* Start SOURCE DOCUMENT *

Friday, August 16, 2013

Evangelicals need to confront the reality of sexual abuse in their ranks

Boz Tchividjian
In yesterday’s Louisville Courier-Journal, award-winning religion writer Peter Smith wrote about the need for evangelical churches to confront sexual abuse and cover-ups within their own ranks. It’s a need that was recently given voice in a public statement written by former sex crimes prosecutor Boz Tchividjian and signed by more than 1,500 people worldwide.

The statement was prompted in part by a lawsuit brought by eleven plaintiffs alleging the cover-up of sexual abuse within churches affiliated with Sovereign Grace Ministries. Tchividjian said the lawsuit “underscored larger issues,” and his statement alluded, not only to the case, but also to religious leaders who have publicly defended Sovereign Grace and its president, including prominent Southern Baptist leaders.

The statement says that these developments show “the troubling reality that, far too often, the Church’s instincts are no different than those of many other institutions, responding to such allegations by moving to protect her structures rather than her children.”

Asked to comment about this public statement, I expressed my gratitude for the work of Boz Tchividjian, whom I have written about twice before. But I also expressed my view that something akin to a Truth and Reconciliation Commission is what’s really needed, and my remarks were extensively quoted in Smith’s article.

“For many faith groups, including most Baptist groups, what is actually needed is something akin to a Truth and Reconciliation Commission. Those who have been victimized by clergy sex abuse are in desperate need of a safe place where they can tell their stories and be heard with respect and compassion. Those who have known about abusive clergy or who had reason to suspect, those who have been complicit in cover-ups, those who have engaged in intimidation tactics for the silencing of victims, and those who have followed the direction of senior pastors to keep things in the church family – all of these people – are in need of a safe place where they may now tell what they know, express their remorse, and do what is still possible for making kids safer in the future. Those parents who sit in the pews and wonder about how many of their leaders may have been complicit in covering up for clergy child molestations – those people also are in need. They need a credible outside resource to illuminate the truth for them – or at least as much of the truth as can possibly be ascertained. And finally, faith itself needs truth and reconciliation. When it comes to clergy sex abuse, faith needs no more of religious leaders’ do-nothing words of outrage; instead, what faith needs is human beings’ sacred commitment to shared truth.”

* End SOURCE DOCUMENT *
* Start EXTRACTED ENTRIES *

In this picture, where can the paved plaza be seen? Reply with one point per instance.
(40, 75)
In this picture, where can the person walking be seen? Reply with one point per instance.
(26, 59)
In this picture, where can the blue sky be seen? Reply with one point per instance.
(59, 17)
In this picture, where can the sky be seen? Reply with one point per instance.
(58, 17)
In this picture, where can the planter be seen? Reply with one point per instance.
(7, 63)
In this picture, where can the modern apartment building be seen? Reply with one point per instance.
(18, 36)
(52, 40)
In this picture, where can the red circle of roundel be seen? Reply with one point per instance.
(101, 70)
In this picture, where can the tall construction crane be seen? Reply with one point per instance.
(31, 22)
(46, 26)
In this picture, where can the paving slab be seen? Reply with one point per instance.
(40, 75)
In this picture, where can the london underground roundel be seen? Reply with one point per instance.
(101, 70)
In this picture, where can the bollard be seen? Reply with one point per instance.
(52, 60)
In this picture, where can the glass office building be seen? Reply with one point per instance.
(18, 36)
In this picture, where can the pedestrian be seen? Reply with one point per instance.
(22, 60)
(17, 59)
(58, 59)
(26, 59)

* End EXTRACTED ENTRIES *
* Start EXTRACTED ENTRIES *

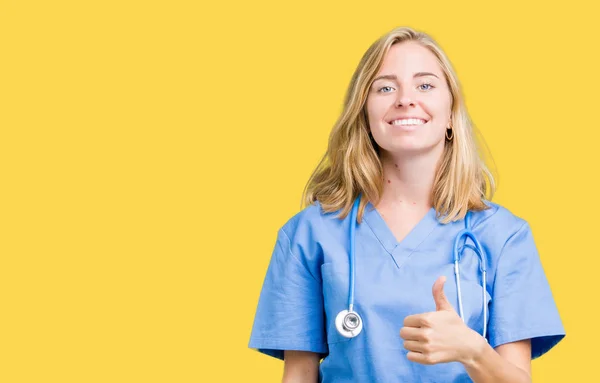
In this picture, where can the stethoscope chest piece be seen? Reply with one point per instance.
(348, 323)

* End EXTRACTED ENTRIES *
* Start EXTRACTED ENTRIES *

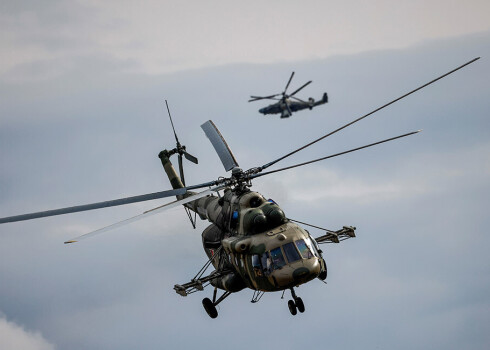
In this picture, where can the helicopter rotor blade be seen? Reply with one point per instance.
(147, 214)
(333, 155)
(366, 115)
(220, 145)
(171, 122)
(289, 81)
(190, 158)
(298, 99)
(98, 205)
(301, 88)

* End EXTRACTED ENTRIES *

[TASK DESCRIPTION]
From the post above about evangelicals confronting sexual abuse, return the stretch from "The statement was" through "Southern Baptist leaders.", copied word for word.

[SOLUTION]
The statement was prompted in part by a lawsuit brought by eleven plaintiffs alleging the cover-up of sexual abuse within churches affiliated with Sovereign Grace Ministries. Tchividjian said the lawsuit “underscored larger issues,” and his statement alluded, not only to the case, but also to religious leaders who have publicly defended Sovereign Grace and its president, including prominent Southern Baptist leaders.